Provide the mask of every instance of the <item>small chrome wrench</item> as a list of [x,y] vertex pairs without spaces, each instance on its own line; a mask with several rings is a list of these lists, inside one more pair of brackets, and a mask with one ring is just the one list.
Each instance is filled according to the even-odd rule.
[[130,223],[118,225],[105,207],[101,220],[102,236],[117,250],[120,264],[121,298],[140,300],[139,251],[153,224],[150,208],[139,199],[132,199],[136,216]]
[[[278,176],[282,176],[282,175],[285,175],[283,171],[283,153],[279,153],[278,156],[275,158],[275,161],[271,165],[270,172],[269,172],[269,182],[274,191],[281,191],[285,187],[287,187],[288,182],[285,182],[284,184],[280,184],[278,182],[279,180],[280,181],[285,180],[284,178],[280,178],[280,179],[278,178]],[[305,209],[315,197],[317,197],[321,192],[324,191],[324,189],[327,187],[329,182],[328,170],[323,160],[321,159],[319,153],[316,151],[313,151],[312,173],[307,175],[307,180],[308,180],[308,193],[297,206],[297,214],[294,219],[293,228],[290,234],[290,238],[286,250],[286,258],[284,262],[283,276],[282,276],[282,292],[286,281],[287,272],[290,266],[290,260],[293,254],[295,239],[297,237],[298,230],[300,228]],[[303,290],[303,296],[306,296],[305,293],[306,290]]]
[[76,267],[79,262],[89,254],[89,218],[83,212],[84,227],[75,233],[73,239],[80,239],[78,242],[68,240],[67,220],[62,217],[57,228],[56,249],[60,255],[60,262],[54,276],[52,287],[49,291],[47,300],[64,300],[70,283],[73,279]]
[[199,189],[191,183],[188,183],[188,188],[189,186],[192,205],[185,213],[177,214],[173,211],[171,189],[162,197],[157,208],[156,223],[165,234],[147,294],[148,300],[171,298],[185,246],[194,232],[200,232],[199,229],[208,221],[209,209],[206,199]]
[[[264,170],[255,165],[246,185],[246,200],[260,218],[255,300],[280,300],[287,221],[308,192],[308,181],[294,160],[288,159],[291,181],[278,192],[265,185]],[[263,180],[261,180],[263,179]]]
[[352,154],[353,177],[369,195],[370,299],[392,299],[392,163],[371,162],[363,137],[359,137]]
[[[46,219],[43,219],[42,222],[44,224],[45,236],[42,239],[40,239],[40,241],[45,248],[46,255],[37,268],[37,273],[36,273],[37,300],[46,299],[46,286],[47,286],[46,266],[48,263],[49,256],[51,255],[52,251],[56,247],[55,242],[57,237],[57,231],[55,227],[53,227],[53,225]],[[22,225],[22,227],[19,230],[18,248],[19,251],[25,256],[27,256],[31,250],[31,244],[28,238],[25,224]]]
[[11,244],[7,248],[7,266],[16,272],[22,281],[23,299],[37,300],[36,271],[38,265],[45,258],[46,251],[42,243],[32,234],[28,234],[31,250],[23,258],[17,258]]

****

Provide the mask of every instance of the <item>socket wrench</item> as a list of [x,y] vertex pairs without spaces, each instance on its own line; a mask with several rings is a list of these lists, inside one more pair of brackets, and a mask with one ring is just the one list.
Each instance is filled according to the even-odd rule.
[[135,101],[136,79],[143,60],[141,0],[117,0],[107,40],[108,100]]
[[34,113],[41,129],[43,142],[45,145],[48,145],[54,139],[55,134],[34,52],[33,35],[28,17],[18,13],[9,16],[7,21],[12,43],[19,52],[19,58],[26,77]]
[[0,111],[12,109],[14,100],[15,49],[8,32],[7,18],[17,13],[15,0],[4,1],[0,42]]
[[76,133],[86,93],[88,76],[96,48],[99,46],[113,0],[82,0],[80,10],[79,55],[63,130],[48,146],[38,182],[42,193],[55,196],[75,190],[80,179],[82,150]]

****

→ **WHAT THIS TASK INVOLVES**
Each line of the entries above that contains "ring" must be copied into the answer.

→ **RESPONSE BELOW**
Provide the mask of every instance of the <item>small chrome wrench</item> as a list of [x,y] vertex pairs without spaces, each instance on its own line; a mask with several rings is a list of these lists, inside one more pair of brackets, and a mask with one ring is just the one list.
Provide the mask of every instance of the <item>socket wrench</item> as a list of [x,y] vertex pairs without spaces, each instance on its own line; a mask with several rings is a list of these lists, inside one more pair of brackets, and a mask with one ring is just the one list.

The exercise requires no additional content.